## Begin

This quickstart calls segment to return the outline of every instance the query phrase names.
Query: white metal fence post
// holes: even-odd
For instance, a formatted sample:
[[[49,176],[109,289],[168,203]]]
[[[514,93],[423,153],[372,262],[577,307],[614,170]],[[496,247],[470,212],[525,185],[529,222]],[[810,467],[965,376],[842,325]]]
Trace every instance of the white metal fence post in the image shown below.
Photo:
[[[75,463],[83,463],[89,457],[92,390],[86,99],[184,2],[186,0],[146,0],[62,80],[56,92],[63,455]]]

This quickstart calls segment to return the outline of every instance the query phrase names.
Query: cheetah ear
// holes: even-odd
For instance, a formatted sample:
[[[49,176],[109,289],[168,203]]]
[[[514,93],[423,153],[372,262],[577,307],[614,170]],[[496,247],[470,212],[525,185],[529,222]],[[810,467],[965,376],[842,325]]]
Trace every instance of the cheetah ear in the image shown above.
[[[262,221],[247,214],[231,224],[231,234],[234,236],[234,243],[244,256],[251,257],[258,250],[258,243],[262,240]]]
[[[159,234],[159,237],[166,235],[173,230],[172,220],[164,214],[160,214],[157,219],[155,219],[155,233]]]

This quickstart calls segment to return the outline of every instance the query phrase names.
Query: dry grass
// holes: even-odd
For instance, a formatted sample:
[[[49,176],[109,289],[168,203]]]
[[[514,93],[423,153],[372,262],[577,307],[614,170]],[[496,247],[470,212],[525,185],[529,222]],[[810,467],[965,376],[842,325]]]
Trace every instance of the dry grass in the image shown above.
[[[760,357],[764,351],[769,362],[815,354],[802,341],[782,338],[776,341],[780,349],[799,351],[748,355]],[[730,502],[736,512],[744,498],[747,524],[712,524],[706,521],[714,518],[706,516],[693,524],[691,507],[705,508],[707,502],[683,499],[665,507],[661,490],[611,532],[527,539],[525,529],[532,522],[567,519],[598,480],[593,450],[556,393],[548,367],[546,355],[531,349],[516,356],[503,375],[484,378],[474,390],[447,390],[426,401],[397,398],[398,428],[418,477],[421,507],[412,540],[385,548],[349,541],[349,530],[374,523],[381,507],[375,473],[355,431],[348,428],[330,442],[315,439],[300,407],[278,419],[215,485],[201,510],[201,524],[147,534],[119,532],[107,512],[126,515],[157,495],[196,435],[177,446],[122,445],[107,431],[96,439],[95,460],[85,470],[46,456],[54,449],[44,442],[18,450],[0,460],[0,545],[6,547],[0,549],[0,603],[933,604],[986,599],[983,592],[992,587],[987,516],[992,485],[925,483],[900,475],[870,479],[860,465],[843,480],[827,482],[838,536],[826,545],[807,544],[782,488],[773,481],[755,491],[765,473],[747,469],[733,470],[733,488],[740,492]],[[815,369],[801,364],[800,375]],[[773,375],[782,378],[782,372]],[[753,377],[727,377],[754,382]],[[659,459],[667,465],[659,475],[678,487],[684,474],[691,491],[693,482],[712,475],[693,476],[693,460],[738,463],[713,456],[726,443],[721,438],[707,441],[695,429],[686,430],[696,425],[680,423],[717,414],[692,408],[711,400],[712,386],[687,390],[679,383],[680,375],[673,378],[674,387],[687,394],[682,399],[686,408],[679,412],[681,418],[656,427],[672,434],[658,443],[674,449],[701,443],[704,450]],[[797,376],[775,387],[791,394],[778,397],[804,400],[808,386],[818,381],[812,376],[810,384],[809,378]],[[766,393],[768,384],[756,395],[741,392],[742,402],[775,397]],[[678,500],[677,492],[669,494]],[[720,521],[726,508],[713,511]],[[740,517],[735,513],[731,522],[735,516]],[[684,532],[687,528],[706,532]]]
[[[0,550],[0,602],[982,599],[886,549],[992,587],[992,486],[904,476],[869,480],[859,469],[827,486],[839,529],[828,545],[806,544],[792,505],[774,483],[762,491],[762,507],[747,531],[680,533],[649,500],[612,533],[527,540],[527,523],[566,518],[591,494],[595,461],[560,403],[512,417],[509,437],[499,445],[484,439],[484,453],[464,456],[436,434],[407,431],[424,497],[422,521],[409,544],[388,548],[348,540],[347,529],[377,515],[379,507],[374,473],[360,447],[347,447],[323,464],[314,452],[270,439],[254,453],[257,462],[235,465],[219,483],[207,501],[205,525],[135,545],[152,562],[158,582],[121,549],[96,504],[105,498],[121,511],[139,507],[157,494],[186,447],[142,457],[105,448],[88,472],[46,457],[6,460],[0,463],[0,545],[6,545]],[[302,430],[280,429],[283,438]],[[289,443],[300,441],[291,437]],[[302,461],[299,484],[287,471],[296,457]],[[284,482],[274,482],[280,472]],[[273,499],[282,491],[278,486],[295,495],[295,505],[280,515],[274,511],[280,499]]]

## End

--- EXERCISE BRIEF ---
Your task is to quote the listing above word for word.

--- CORRECT RESULT ---
This quickstart calls segment to return the outline of every instance the query phrase names.
Query: white metal fence post
// holes: even-odd
For instance, a formatted sample:
[[[49,176],[109,289],[168,203]]]
[[[514,93],[423,153],[372,262],[577,307],[614,170]],[[496,247],[470,212],[525,185],[529,222]],[[810,467],[965,376],[842,325]]]
Trace every instance of the white metal fence post in the image shown below.
Photo:
[[[75,463],[83,463],[89,457],[92,390],[86,99],[184,2],[186,0],[146,0],[62,80],[56,92],[63,455]]]

This quickstart calls segment to return the outline of every instance the query phrase names.
Query: cheetah ear
// holes: even-odd
For instance, a formatted sample:
[[[49,176],[109,289],[168,203]]]
[[[514,93],[423,153],[372,262],[577,307],[614,170]],[[496,247],[470,212],[525,185],[529,222]],[[810,467],[965,376],[842,325]]]
Trace every instance of the cheetah ear in the image shown above.
[[[262,221],[247,214],[231,224],[231,234],[234,236],[234,243],[244,256],[251,257],[258,250],[258,243],[262,240]]]
[[[159,234],[159,237],[166,235],[173,230],[172,220],[164,214],[160,214],[157,219],[155,219],[155,233]]]

This quickstart calls segment to return the outline of every instance the query phrase names.
Query: dry grass
// holes: even-odd
For instance, a formatted sample:
[[[49,176],[109,289],[168,203]]]
[[[514,93],[423,153],[372,262],[577,307],[614,170]],[[496,247],[470,212],[525,185],[529,222]],[[810,467],[965,376],[842,325]]]
Trace every instance of the dry grass in the image shown above.
[[[760,357],[764,351],[769,362],[815,354],[802,341],[782,338],[776,341],[780,349],[799,351],[748,355]],[[730,502],[736,512],[744,498],[747,524],[712,524],[706,521],[714,518],[706,516],[693,524],[691,507],[705,508],[707,502],[683,499],[665,507],[661,490],[611,532],[527,539],[525,529],[532,522],[567,519],[598,480],[593,450],[556,393],[548,367],[546,355],[531,349],[516,356],[503,375],[484,378],[474,390],[447,390],[426,401],[397,398],[398,428],[418,477],[421,507],[412,540],[385,548],[349,541],[349,530],[374,523],[381,507],[375,473],[355,431],[348,428],[330,442],[315,439],[300,407],[278,419],[215,485],[201,510],[201,524],[147,534],[119,532],[107,512],[126,515],[157,495],[196,435],[177,446],[122,445],[107,431],[96,439],[95,460],[85,470],[46,456],[54,449],[44,442],[18,450],[0,460],[0,545],[6,547],[0,549],[0,603],[933,604],[986,599],[983,592],[992,587],[987,516],[992,485],[925,483],[900,475],[870,479],[860,465],[843,480],[827,482],[838,536],[826,545],[807,544],[782,488],[773,481],[755,491],[765,473],[747,469],[733,470],[733,488],[740,492]],[[815,369],[801,364],[800,375]],[[773,375],[782,378],[782,372]],[[753,377],[727,377],[754,382]],[[659,459],[667,465],[659,475],[678,487],[684,474],[691,491],[693,482],[712,475],[693,476],[693,460],[738,463],[713,456],[726,443],[721,438],[707,441],[695,429],[686,430],[696,425],[680,423],[717,414],[692,408],[711,400],[712,386],[687,390],[679,383],[680,375],[673,378],[674,387],[687,394],[682,399],[686,408],[679,412],[681,418],[656,427],[672,434],[658,443],[674,449],[701,443],[704,450]],[[797,376],[775,387],[791,394],[778,397],[804,400],[808,386],[818,381],[812,376],[810,384],[809,378]],[[766,393],[768,384],[756,395],[741,392],[742,402],[775,397]],[[678,500],[677,492],[669,494]],[[720,521],[726,508],[713,511]],[[740,517],[735,513],[731,522],[735,516]],[[684,532],[687,528],[706,532]]]
[[[0,550],[0,602],[982,599],[886,549],[992,587],[992,486],[904,476],[869,480],[859,469],[827,486],[839,529],[828,545],[806,544],[792,505],[774,483],[762,491],[762,507],[747,531],[680,533],[649,500],[612,533],[527,540],[527,523],[566,518],[591,494],[595,461],[560,403],[512,417],[509,437],[499,445],[484,439],[484,453],[464,456],[436,434],[407,431],[424,497],[422,521],[409,544],[388,548],[348,540],[347,529],[377,515],[379,507],[374,473],[360,447],[347,447],[323,464],[314,452],[270,439],[254,453],[257,462],[235,465],[219,483],[207,501],[205,525],[135,545],[152,562],[158,582],[121,549],[96,504],[105,498],[121,511],[139,507],[157,494],[186,447],[142,457],[105,448],[88,472],[46,457],[6,460],[0,463],[0,545],[6,545]],[[302,430],[280,429],[283,438]],[[289,443],[300,441],[291,437]],[[302,461],[299,484],[287,471],[296,457]],[[284,482],[274,482],[280,472]],[[273,499],[282,491],[278,486],[295,495],[295,505],[280,515],[274,511],[280,499]]]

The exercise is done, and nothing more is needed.